# Work required
Return each record shown beneath, word for word.

Extracted data entries:
○ ○ ○ ○ ○ ○ ○

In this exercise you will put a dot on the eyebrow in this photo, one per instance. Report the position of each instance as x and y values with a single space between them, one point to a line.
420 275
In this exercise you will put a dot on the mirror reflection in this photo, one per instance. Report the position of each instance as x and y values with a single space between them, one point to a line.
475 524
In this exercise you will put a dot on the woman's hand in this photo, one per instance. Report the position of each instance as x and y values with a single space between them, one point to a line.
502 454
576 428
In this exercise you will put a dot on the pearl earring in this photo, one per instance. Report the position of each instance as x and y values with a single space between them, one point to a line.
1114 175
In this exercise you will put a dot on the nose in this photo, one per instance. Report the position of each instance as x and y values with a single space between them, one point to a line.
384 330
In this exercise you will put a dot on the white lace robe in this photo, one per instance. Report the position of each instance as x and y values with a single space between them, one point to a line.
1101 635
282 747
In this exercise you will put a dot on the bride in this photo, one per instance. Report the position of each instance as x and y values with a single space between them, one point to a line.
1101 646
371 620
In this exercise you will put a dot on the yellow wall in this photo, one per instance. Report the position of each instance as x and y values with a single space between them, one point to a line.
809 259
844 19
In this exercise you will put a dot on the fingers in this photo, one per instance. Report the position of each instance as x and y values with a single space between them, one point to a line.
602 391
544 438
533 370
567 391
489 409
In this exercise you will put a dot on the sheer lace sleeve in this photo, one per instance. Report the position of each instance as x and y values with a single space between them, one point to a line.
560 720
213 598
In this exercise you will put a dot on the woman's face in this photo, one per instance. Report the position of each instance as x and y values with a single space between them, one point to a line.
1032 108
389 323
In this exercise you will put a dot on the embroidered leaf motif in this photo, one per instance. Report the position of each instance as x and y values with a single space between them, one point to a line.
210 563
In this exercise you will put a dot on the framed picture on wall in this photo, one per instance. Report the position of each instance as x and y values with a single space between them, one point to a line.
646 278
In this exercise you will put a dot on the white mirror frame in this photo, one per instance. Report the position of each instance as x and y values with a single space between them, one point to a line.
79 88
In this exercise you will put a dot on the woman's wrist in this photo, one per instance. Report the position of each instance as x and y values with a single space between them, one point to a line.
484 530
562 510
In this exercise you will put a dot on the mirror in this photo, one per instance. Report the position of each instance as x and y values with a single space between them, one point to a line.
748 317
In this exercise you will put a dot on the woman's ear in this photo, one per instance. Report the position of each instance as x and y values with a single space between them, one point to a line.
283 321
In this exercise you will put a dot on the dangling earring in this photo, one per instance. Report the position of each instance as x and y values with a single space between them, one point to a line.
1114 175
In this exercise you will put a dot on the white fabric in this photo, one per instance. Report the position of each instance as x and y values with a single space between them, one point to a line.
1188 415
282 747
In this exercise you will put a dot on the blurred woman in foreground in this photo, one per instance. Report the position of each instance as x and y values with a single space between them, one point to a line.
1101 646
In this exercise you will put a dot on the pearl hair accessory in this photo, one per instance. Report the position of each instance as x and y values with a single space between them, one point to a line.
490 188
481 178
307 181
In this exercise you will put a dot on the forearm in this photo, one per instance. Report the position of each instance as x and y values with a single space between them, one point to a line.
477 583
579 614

○ ○ ○ ○ ○ ○ ○

# Your solution
In this exercise you will put a dot on the eyebrow in this photo, one per instance. Report the position of each instance as x and y values with a single space between them, one point to a line.
420 275
In this exercise you will put a dot on the mirror reflection in this photo, one per instance. Report the position of each instance as x and y values with a single space between them, one point to a line.
475 524
In this exercise you will put a dot on the woman's hand in this photo, one per instance. Report the position of each instance as x and y values with a single space between them, one point to a line.
502 454
576 428
In this exercise you will put a dot on the pearl earring in this photo, one per instance. Report the position of each instance as x and y values with a single space between them, one point to a line.
1114 175
In this exercise you will put a dot on the nose in this photo, one per instance. Report the position of each instance as x and y values with a single space between them, one point to a line.
384 330
In this exercise you will put a dot on the white lace robe in this photo, one per instance. Report the position of each instance as x and y values with a single space between them, one point to a line.
1101 635
282 747
In this exercise you will put a dot on the bride in this photo, one per instance. Report the position of each instance as x and y values with a single space between them, one point to a line.
1101 646
371 620
In this exercise you will put a dot on the yellow wall in this photo, one per instance. Report the position of each instance as x and y values with a single space between them, one point to a line.
809 259
844 19
In this exercise you will put a dot on the fingers in this photo, one per instance. Report the position of each instance as x and y values with a single space between them, one point to a line.
602 391
544 438
533 370
567 391
489 409
In this exercise you will put a dot on the sheer lace sleeve in this photo, one per instance. Report the position of each instance as x and y values with a single space between them, one point to a line.
560 720
213 598
In this exercise you will put a dot on the woman's face in this photo, one per instance. Report the position of each instance as x and y values with a single space between them, one point to a line.
1032 108
389 323
In this exercise you will put a dot on the embroidered leaf motif in this photo, one per instance. Report the position of each instance as x and y values with a single space between them, one point to a line.
210 563
In this exercise you will put a dot on the framed picture on wall in this photo, one per instance. Report the position of each instance as x and y values with a single space between them, one point to a line.
646 278
In this exercise you will put a dot on the white mirror frame in this photo, one per instance. Report the position of each instance as x and y values with a single space between them, one point to a line.
79 88
In this exercise you will put a dot on the woman's wrist in this photo, one per instance. Report the position of each instance as x and y values with a single space between them, one point to a line.
484 530
562 510
In this exercise you will put a dot on the mirror in this photo, one per instance. Report the position of each instance as x and y values with a single space between them, one point to a line.
748 317
In this exercise you will put a dot on the woman's ear in this photo, one per instance. Report the position of each instance as x and y values with a single space between them, one point to a line.
283 321
In this exercise you will put a dot on the dangling earring in this photo, one per instance. Report the position of each instance as x and y values with a single space between them, one point to a line.
1114 175
In this exercise you will put a dot on the white fabric in this photo, one per instance. Report the position of each instance as x and y values with a single space between them, one point to a line.
1188 415
282 747
In this exercise you will put a dot on the blurred woman in foreground in this photo, one per instance. Report the position of each instance as x and y values with a single space between them, one point to a line.
1101 646
In this exercise you will put a dot on the pearl hair accessory in this photo, one per instance. Report the position of each instance as x and y values with a single space between them, one point to a line.
490 188
481 178
307 181
In this exercise you will put a dot on the forearm in this photo, one per instance. Report the position of each instance as x and y values with a single space between them, one point to a line.
477 583
579 614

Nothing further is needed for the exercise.